## Trecho do texto
+++

Este texto foi publicado no Jus no endereço https://jus.com.br/artigos/10901
Para ver outras publicações como esta, acesse https://jus.com.br

Internação provisória e representação

Internação provisória e representação

Publicado em . Elaborado em .

O Estatuto da Criança e do Adolescente, ao tratar do procedimento para apuração da prática de atos infracionais, prevê o instituto da internação provisória, similar ao das prisões cautelares do processo penal.

O parentesco reside na semelhança da natureza jurídica dos institutos. Ambos seriam medidas cautelares em relação à pessoa. Essa assertiva encontra respaldo no Art. 108, parágrafo único da Lei 8069/90 (A decisão deverá ser fundamentada e basear-se em indícios suficientes de autoria e materialidade, demonstrada a necessidade imperiosa da medida).

Os indícios suficientes de autoria e materialidade corresponderiam ao fumus boni iuris, ou como preferem alguns processualistas, fumus comissi delicti, e a necessidade imperiosa da medida seria o periculum in mora ou, no processo penal, periculum in libertatis.

Como qualquer medida cautelar, a internação provisória também possui a característica da acessorialidade, que se traduz na subordinação do processo cautelar ao processo principal.

O processo principal seria aquele previsto nos Arts. 171 ao 190 da Lei 8069/90, ou seja, o procedimento para apuração de ato infracional atribuído a adolescente, processo inaugurado pela representação para aplicação das medida sócio-educativas.

+++

## Dados armazenados
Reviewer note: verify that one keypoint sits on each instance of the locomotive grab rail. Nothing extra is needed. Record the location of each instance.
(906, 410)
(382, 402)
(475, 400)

+++

## Problemas a resolver
A) No texto sobre internação provisória, qual dispositivo legal respalda a afirmação de que a internação provisória e as prisões cautelares são medidas cautelares em relação à pessoa?
B) Reproduza o trecho do texto sobre internação provisória que começa em "O parentesco reside" e termina em "ao processo principal.".
Os dados não são necessários para resolver o que se pede.

## Respostas do exercício
A) O Art. 108, parágrafo único da Lei 8069/90.

B)
O parentesco reside na semelhança da natureza jurídica dos institutos. Ambos seriam medidas cautelares em relação à pessoa. Essa assertiva encontra respaldo no Art. 108, parágrafo único da Lei 8069/90 (A decisão deverá ser fundamentada e basear-se em indícios suficientes de autoria e materialidade, demonstrada a necessidade imperiosa da medida).

Os indícios suficientes de autoria e materialidade corresponderiam ao fumus boni iuris, ou como preferem alguns processualistas, fumus comissi delicti, e a necessidade imperiosa da medida seria o periculum in mora ou, no processo penal, periculum in libertatis.

Como qualquer medida cautelar, a internação provisória também possui a característica da acessorialidade, que se traduz na subordinação do processo cautelar ao processo principal.